Excerpts from location labeling data:

★ ★ ★ ★ ★ ★ ★

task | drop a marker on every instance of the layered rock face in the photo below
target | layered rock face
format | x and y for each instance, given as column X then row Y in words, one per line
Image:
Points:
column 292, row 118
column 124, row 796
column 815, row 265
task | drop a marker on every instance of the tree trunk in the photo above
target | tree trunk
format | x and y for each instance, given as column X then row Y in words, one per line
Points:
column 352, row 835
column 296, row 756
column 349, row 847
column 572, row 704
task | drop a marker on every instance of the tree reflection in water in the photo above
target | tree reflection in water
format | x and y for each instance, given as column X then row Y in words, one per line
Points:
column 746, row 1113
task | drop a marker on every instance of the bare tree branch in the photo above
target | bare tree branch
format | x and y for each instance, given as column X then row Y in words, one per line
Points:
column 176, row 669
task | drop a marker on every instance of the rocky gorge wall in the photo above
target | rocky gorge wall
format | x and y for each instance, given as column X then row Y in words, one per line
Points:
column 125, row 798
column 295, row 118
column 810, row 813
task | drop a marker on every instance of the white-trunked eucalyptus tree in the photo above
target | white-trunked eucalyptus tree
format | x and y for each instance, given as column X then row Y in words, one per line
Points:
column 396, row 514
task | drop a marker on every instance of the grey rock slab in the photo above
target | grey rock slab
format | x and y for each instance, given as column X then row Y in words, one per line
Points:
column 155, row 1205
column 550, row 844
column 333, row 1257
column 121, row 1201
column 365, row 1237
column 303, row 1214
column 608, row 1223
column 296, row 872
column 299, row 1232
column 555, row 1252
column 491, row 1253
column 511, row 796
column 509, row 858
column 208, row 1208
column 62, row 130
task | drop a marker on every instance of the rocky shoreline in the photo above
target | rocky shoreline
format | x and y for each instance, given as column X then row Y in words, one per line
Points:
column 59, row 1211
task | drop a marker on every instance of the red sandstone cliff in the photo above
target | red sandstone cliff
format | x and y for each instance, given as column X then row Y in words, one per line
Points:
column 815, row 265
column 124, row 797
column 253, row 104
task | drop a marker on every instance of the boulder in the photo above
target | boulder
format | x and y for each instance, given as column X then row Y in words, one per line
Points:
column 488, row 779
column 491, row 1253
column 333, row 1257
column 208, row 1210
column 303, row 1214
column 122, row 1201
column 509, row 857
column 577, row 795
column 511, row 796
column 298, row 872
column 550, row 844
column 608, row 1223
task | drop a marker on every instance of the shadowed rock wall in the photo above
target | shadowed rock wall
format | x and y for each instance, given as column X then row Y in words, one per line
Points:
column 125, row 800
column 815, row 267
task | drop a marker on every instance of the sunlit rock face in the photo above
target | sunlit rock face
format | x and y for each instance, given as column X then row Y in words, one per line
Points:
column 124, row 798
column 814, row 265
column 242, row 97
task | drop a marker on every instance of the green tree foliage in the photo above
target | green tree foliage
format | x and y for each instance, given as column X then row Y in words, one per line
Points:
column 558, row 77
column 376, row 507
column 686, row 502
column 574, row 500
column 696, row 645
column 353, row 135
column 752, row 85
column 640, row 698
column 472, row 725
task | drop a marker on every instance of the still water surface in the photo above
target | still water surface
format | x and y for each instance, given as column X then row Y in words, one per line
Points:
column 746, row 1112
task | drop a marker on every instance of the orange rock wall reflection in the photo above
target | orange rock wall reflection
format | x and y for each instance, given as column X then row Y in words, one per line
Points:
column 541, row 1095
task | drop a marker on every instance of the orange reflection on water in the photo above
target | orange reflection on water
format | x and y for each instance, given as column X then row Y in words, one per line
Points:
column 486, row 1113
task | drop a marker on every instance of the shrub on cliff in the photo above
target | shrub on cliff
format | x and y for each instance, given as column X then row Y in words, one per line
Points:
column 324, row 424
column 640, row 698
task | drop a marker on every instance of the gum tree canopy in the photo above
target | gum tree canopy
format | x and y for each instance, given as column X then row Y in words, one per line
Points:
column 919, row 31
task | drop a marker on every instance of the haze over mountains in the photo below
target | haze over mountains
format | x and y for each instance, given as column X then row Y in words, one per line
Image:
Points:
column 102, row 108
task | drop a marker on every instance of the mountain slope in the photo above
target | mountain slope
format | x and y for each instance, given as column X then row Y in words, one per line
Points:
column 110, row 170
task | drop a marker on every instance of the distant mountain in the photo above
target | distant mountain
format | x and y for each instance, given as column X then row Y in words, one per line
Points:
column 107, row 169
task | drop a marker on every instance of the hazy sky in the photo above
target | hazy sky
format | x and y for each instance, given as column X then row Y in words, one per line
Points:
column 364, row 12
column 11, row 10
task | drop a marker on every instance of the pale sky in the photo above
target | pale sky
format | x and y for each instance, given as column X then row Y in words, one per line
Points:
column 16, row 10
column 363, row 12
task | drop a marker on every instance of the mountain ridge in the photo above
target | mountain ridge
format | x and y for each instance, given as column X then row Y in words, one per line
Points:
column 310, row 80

★ ★ ★ ★ ★ ★ ★

= Challenge =
Copy the lines above word for word.

= Solution to this problem =
task | drop a marker on every instance of the layered rock face in the photo below
target | layered rock face
format | x and y for each instance, given as column X then row Y in words, one per line
Image:
Points:
column 292, row 118
column 124, row 796
column 815, row 265
task | drop a marker on every instance of the tree trunk in the photo above
target | tree trunk
format | x and y for each instance, given as column X then row Y in words, one per line
Points:
column 352, row 835
column 296, row 756
column 349, row 847
column 572, row 704
task | drop a marker on every instance of the tree reflection in water in the photo above
target | tree reflection in water
format | x and y for each instance, given as column X then row Y in words, one per line
Points:
column 746, row 1113
task | drop a marker on every instance of the bare tree branch in the photo above
target | bare tree branch
format | x and y for each instance, given as column X then row Y in words, one per line
Points:
column 176, row 669
task | drop a marker on every instance of the rocky gorge wall in the photo above
target | rocky gorge wall
format | x and y for each instance, given as column X then row Y in words, one per line
Points:
column 125, row 798
column 295, row 118
column 810, row 813
task | drop a marker on every instance of the white-trunked eucalyptus tree in the photo above
target | white-trunked eucalyptus tree
format | x and y for each instance, given as column X then row Y in words, one per line
Points:
column 396, row 514
task | drop a marker on every instance of the grey rock slab in the photo above
target | grey rock slab
format | x and y for each instance, given as column X then row Y in words, one per line
Points:
column 155, row 1205
column 550, row 844
column 333, row 1257
column 121, row 1201
column 365, row 1237
column 303, row 1214
column 608, row 1223
column 296, row 872
column 299, row 1232
column 555, row 1252
column 491, row 1253
column 511, row 796
column 509, row 858
column 208, row 1208
column 62, row 130
task | drop a marker on every instance of the rocky shoreline in the photo above
target | rocky shoreline
format | x and y for each instance, given as column X then row Y in words, one per line
Points:
column 59, row 1211
task | drop a marker on every instance of the red sandstone cliff in the photo above
target | red sandstone cliff
format | x and y for each instance, given as column X then row Y in words, one per line
Points:
column 815, row 265
column 124, row 797
column 253, row 104
task | drop a marker on every instance of the boulder in the photo above
target | boulder
format | x and y for each instance, given as column X then row Y in words, one per line
Points:
column 488, row 779
column 491, row 1253
column 333, row 1257
column 208, row 1210
column 303, row 1214
column 122, row 1201
column 509, row 857
column 577, row 795
column 511, row 796
column 298, row 872
column 550, row 844
column 608, row 1223
task | drop a marker on every instance of the shadowed rock wall in the photo above
target | shadowed rock wall
format | x and y for each instance, given as column X then row Y in words, one per line
Points:
column 125, row 800
column 815, row 267
task | drop a marker on every instance of the sunlit rock face in the photo above
target | sunlit rock face
format | x and y for each instance, given as column X then row Y in words, one per line
Points:
column 124, row 798
column 814, row 265
column 242, row 97
task | drop a marker on every instance of the green tree foliage in the photo above
target | green tree foliage
format | x and y for each instance, given as column X then row Y in words, one per line
Points:
column 558, row 77
column 376, row 507
column 686, row 502
column 574, row 500
column 696, row 645
column 353, row 135
column 752, row 85
column 640, row 698
column 472, row 725
task | drop a marker on every instance of the still water surface in the photo above
target | still water surface
format | x and y for each instance, given as column X then row Y in words, one per line
Points:
column 746, row 1112
task | drop a marker on every instance of the orange rock wall reflection in the photo above
target | orange rock wall reflection
format | x and y for each instance, given as column X then row Y in words, one per line
Points:
column 541, row 1095
task | drop a marker on every instance of the orange reflection on water in the photo above
target | orange reflection on water
format | x and y for each instance, given as column X then row Y in words, one per line
Points:
column 486, row 1113
task | drop a marker on every instance of the shrub on cliff in the photo above
target | shrub on cliff
format | x and y for each instance, given as column X then row Y in words, one per line
Points:
column 324, row 424
column 640, row 698
task | drop a marker on every instance of the gum tree canopy in the photo above
target | gum tree canopy
format | x and y for each instance, given as column X then row Y in words, one per line
Points:
column 919, row 31
task | drop a marker on every instance of the haze over mountains in the photo below
target | haze over mountains
format | x and y for each instance, given as column X then row Y in words, one per line
Image:
Points:
column 102, row 108
task | drop a marker on every instance of the mountain slope in the photo above
target | mountain slope
format | x and y for each instance, given as column X then row Y in words, one per line
Points:
column 110, row 170
task | drop a marker on every instance of the distant mountain in the photo above
target | distant mountain
format | x and y for each instance, given as column X then row Y in words, one per line
Points:
column 107, row 169
task | drop a marker on every instance of the hazy sky in the photo above
target | hazy sky
format | x and y for each instance, given as column X then row Y in words, one per line
Points:
column 364, row 12
column 11, row 10
task | drop a marker on every instance of the pale sky in the photo above
target | pale sky
format | x and y for each instance, given as column X then row Y in words, one per line
Points:
column 16, row 10
column 363, row 12
task | drop a marker on every instance of the mountain ridge in the photo above
target | mountain ridge
format | x and y for each instance, given as column X then row Y in words, one per line
Points:
column 310, row 80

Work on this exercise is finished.